Exercise objective
Copy out the records precisely, omitting pictures.

Supplied records
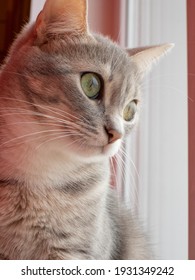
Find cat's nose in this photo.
[106,129,122,144]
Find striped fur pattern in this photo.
[0,0,173,260]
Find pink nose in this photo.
[107,129,122,144]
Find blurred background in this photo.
[0,0,195,259]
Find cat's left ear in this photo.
[127,44,174,75]
[34,0,88,40]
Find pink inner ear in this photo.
[35,0,87,36]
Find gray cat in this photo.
[0,0,172,260]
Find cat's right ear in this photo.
[34,0,88,43]
[127,44,174,76]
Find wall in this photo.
[126,0,188,259]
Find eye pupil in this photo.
[81,73,102,99]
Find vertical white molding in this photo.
[125,0,188,259]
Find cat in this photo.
[0,0,173,260]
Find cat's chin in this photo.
[68,141,121,159]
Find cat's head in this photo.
[1,0,172,161]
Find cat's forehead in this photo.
[44,32,133,80]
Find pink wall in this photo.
[187,0,195,260]
[88,0,121,41]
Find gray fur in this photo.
[0,1,171,259]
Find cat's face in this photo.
[0,0,173,161]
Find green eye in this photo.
[81,73,102,99]
[123,100,137,122]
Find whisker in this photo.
[0,130,80,147]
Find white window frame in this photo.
[123,0,188,259]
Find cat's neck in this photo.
[0,142,110,190]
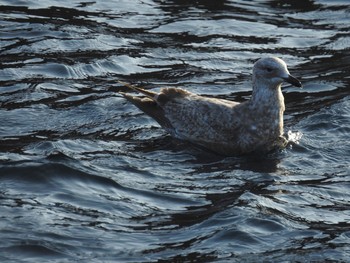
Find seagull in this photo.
[120,57,302,156]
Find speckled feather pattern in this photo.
[123,58,301,155]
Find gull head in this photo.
[253,57,301,88]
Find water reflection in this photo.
[0,0,350,262]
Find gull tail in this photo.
[118,81,172,130]
[118,80,157,100]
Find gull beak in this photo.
[284,74,302,88]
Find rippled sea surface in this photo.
[0,0,350,262]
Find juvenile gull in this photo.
[122,57,301,155]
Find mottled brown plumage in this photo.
[122,57,301,155]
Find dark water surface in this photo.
[0,0,350,262]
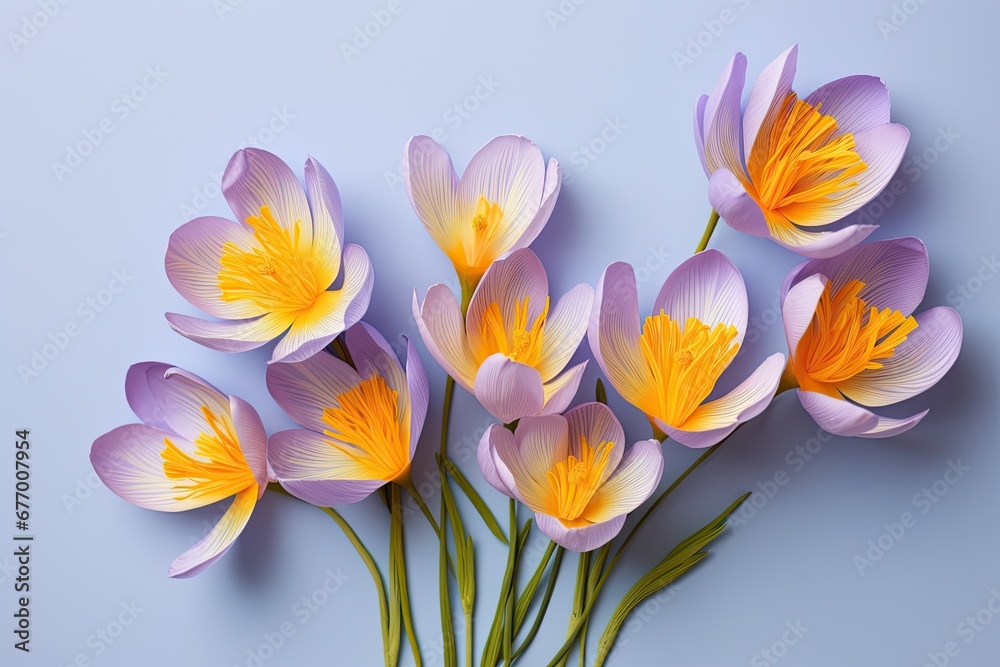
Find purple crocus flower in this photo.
[90,362,268,577]
[165,148,373,362]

Task answer
Find cat's nose in this photo.
[106,129,122,144]
Find striped fur pattern in this photo.
[0,0,173,260]
Find pink nose in this photo.
[107,129,122,144]
Find blurred background in this photo.
[0,0,195,259]
Find cat's left ear in this photo.
[127,44,174,75]
[34,0,88,40]
Find pink inner ear in this photo.
[35,0,87,36]
Find gray cat in this photo.
[0,0,172,260]
Find cat's right ear in this photo.
[34,0,88,43]
[127,44,174,76]
Find wall in this photo.
[126,0,188,259]
Find eye pupil in this photo.
[81,73,102,99]
Find vertical white molding in this photo.
[125,0,188,259]
Find cat in this photo.
[0,0,173,260]
Find cat's chin in this photo.
[68,141,121,159]
Find cat's head in this photo.
[1,0,172,161]
Find cat's forehead in this photo.
[44,32,133,80]
Find pink wall in this photo.
[187,0,195,260]
[88,0,121,41]
Find gray fur in this photo.
[0,1,171,259]
Find cat's face in this photo.
[0,0,173,161]
Find green eye in this photo.
[81,73,102,99]
[123,100,137,122]
Find whisker in this photo.
[0,130,80,147]
Find white window frame in this photo.
[123,0,188,259]
Find cat's neck in this photo.
[0,142,110,190]
Find seagull in this photo.
[120,57,302,156]
Find speckled feather pattern in this photo.
[123,58,301,155]
Find gull head in this photo.
[253,57,301,88]
Find water reflection in this photo.
[0,0,350,262]
Find gull tail in this photo.
[118,81,172,130]
[118,80,157,100]
Find gull beak in this photo.
[284,74,302,88]
Find rippled sea surface in this photo.
[0,0,350,262]
Find juvenile gull in this photo.
[122,57,301,155]
Find mottled brown plumage in this photo.
[122,57,301,155]
Find dark water surface in this photo.
[0,0,350,262]
Find purple crocus flower in this photo.
[90,362,268,577]
[165,148,373,362]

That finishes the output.